> _Problem requirements_
Copy nothing before the line containing "104, row 56.". Reproduce that line and all that follow, exactly, through the end of the records.

Segment Start: Data shown

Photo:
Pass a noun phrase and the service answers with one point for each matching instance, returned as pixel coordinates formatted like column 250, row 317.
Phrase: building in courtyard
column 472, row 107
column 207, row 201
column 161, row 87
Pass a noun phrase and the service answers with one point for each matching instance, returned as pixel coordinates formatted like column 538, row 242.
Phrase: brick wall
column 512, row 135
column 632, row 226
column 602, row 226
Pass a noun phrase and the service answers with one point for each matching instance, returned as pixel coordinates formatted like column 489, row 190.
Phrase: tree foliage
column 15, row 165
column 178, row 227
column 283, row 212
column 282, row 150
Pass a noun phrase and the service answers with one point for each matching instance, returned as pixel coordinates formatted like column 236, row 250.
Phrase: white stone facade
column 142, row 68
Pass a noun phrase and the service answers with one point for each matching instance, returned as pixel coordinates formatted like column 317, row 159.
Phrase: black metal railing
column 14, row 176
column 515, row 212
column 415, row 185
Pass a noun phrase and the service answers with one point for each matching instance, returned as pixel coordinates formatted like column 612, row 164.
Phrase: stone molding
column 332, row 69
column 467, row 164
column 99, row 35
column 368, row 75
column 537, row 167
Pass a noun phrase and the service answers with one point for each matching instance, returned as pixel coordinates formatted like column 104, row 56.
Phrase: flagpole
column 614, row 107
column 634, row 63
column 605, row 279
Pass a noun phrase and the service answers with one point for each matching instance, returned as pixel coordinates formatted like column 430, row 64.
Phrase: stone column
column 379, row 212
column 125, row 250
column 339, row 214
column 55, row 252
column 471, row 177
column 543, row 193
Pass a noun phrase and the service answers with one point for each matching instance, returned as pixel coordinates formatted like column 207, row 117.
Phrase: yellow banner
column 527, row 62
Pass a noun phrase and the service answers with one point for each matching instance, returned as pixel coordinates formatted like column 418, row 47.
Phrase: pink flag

Segment End: Data shown

> _Solution for this problem_
Pass a noun phrase and the service answers with one point for each matching instance, returned as pixel coordinates formatted like column 104, row 56.
Phrase: flagpole
column 614, row 107
column 634, row 63
column 605, row 279
Pass a noun phrase and the service answers with one point for each matching instance, returned as pixel coordinates formatted like column 430, row 64.
Phrase: stone column
column 379, row 212
column 125, row 250
column 339, row 214
column 55, row 252
column 471, row 177
column 543, row 193
Pass a noun phrase and the service answers with one point for each matching instance, returned as pixel coordinates formatted like column 207, row 117.
Phrase: yellow banner
column 527, row 62
Pass a noun phrase and the service answers with one point for each matching instance, returned as pixel coordinates formatted like column 418, row 47.
Phrase: pink flag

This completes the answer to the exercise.